→ EXTRACTED MATERIAL
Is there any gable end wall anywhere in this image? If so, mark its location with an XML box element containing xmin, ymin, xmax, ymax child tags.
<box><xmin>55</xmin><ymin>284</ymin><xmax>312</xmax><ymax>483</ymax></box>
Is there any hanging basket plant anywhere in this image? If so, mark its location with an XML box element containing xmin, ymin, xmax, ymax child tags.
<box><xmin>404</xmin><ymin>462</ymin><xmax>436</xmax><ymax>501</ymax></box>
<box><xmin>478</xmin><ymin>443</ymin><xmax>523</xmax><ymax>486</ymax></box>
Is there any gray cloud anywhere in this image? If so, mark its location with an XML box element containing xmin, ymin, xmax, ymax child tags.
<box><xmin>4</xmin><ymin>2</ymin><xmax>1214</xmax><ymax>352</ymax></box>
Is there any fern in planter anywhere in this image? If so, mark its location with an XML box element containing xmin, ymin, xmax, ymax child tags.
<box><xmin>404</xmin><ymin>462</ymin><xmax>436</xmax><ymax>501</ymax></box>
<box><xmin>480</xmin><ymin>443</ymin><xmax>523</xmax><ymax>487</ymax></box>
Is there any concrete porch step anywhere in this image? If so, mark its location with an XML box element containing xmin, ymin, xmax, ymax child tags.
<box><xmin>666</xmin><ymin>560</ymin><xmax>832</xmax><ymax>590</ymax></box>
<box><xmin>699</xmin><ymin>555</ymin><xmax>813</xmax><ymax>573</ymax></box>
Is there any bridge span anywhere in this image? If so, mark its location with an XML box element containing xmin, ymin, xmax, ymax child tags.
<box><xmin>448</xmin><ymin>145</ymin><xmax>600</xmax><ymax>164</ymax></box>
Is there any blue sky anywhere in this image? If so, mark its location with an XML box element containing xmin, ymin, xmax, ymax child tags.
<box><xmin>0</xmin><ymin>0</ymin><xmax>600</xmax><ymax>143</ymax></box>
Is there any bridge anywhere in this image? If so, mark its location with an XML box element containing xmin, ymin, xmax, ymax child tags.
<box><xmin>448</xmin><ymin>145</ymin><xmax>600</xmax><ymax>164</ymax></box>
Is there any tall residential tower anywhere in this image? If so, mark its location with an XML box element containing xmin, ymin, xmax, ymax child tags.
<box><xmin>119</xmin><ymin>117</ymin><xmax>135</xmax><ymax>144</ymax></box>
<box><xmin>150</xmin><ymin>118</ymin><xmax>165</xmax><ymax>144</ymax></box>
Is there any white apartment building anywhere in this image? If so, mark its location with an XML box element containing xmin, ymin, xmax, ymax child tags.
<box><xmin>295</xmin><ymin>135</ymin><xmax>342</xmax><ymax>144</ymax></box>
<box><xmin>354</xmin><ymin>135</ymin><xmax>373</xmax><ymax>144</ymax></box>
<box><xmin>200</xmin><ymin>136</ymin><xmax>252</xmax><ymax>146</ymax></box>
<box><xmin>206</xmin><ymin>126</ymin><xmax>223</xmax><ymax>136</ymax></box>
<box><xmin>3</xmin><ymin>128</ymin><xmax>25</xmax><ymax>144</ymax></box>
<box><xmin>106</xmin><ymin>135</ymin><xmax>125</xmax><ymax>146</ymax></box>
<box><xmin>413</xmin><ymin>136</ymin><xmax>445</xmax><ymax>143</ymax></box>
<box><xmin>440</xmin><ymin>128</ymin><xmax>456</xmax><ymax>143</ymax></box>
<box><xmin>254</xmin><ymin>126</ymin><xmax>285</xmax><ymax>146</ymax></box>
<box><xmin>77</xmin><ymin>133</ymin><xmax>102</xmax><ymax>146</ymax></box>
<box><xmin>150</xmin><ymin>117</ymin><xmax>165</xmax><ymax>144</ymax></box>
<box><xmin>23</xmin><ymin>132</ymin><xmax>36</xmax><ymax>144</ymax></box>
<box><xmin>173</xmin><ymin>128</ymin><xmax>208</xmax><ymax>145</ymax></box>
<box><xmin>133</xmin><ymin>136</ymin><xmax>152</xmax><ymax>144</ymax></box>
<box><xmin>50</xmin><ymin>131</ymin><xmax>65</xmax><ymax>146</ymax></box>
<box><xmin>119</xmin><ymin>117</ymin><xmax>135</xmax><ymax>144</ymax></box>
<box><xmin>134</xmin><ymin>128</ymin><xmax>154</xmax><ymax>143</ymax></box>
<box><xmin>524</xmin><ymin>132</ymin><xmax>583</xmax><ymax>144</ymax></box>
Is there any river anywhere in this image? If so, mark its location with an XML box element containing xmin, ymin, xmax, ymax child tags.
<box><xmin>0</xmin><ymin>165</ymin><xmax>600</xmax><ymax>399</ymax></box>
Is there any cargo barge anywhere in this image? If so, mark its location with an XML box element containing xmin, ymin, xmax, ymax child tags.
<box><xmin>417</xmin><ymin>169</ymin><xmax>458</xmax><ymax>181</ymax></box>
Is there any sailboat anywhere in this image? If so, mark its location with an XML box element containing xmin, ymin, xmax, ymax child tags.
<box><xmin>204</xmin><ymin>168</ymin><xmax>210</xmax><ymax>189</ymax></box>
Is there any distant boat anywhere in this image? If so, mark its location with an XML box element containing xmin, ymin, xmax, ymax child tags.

→ SHORT TASK
Pull out every line above that contains the string "bridge". Case matters, so a line with the word capitalized differently doesn't qualify.

→ FULL ANSWER
Is there any bridge span anywhere in this image? If so, mark its location with an XML box element containing xmin, ymin, xmax, ymax child tags.
Is there any bridge anywhere in this image? If so, mark its location with an XML box element containing xmin, ymin, xmax, ymax child tags.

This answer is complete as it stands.